**Data supplied**
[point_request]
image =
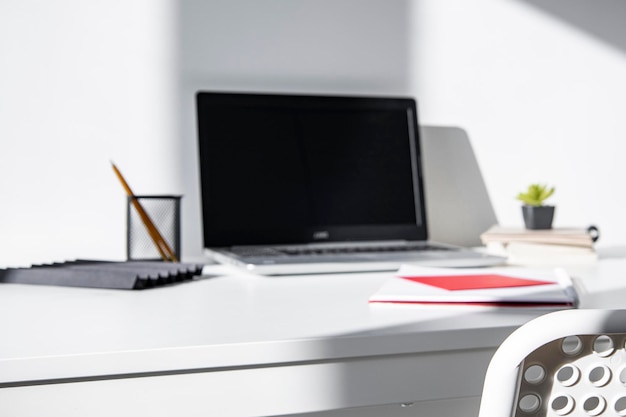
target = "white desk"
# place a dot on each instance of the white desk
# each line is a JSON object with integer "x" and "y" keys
{"x": 237, "y": 345}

**Short task**
Reproduce all of the data above verbatim, line by line, omitting the picture.

**Response to this exercise**
[point_request]
image =
target = "white desk"
# place a dot on each instance of the white desk
# each line is a JSON object with integer "x" and "y" keys
{"x": 237, "y": 345}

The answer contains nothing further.